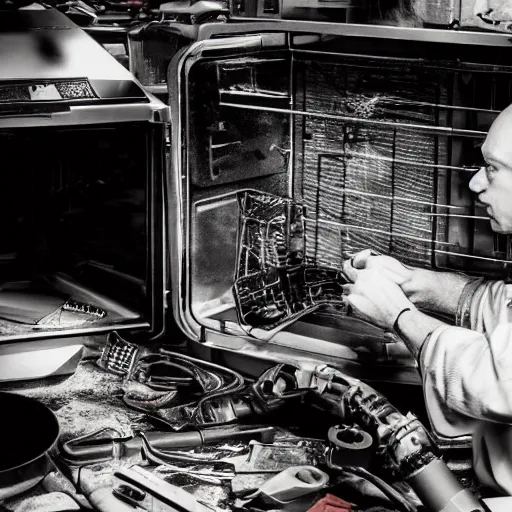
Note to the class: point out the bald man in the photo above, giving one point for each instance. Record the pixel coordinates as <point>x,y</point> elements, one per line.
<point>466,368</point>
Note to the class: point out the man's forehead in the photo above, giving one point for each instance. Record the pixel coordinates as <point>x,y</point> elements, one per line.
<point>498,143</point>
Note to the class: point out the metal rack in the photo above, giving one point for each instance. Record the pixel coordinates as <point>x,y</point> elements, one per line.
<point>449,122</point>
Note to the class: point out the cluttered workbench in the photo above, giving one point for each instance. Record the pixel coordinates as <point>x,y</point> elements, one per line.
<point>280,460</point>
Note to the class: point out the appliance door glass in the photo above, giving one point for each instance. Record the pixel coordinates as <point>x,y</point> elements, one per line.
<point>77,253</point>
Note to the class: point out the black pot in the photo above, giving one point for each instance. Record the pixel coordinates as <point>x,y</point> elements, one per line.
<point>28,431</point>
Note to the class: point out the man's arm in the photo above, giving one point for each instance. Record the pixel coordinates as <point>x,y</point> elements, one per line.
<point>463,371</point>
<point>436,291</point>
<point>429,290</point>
______
> [Exercise task]
Give the rows from the line containing "Note to the class: point out the man's arm" through the last row as a two-column CSV headed label_text and points. Put one line per row, quote each field, and replace line breaks with spaces.

> [Output for this exercise]
label_text,points
"Note to the class: point out the man's arm in the photo above, giving one point for each instance. Record the pixel coordinates as <point>x,y</point> elements, one per line.","<point>463,371</point> <point>436,291</point> <point>429,290</point>"